[Stored data entries]
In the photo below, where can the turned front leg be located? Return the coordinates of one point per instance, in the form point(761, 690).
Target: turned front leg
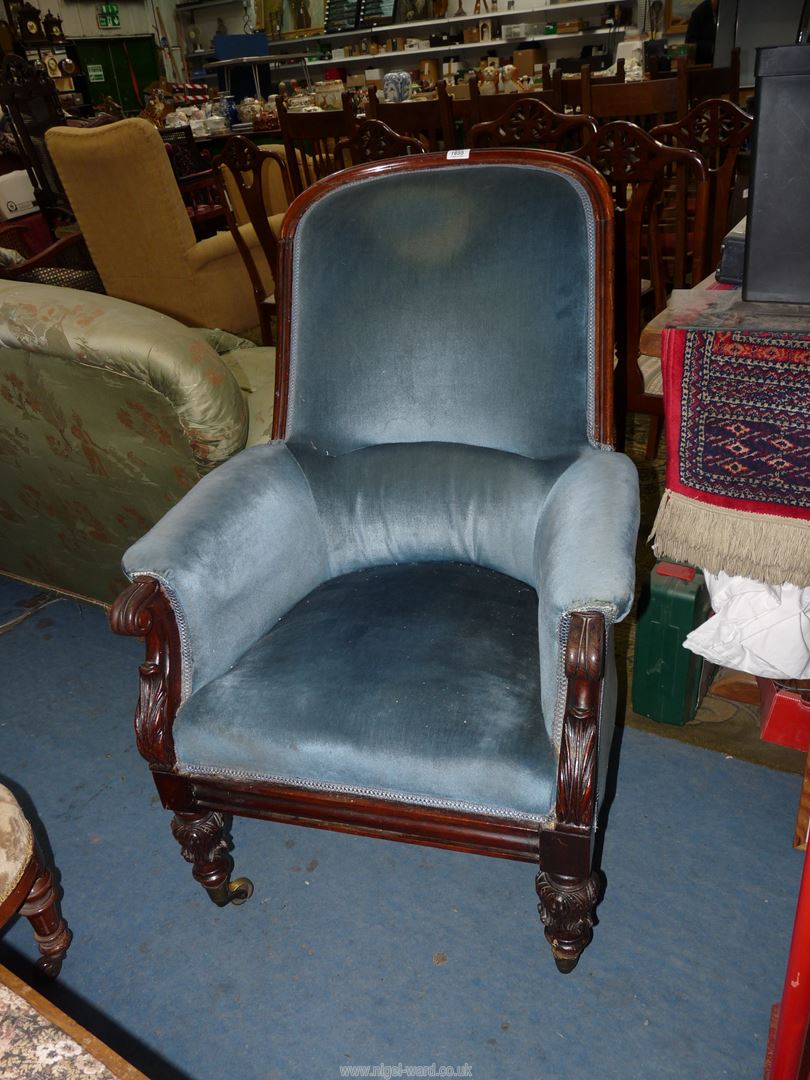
point(41, 908)
point(201, 836)
point(567, 887)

Your assignment
Write out the records above in full and exactly, with no pictures.

Expected output
In the photo below, where can the turned front leg be located? Return the coordinates of one point per instance, in the form point(761, 690).
Target: turned front leg
point(41, 908)
point(201, 836)
point(567, 887)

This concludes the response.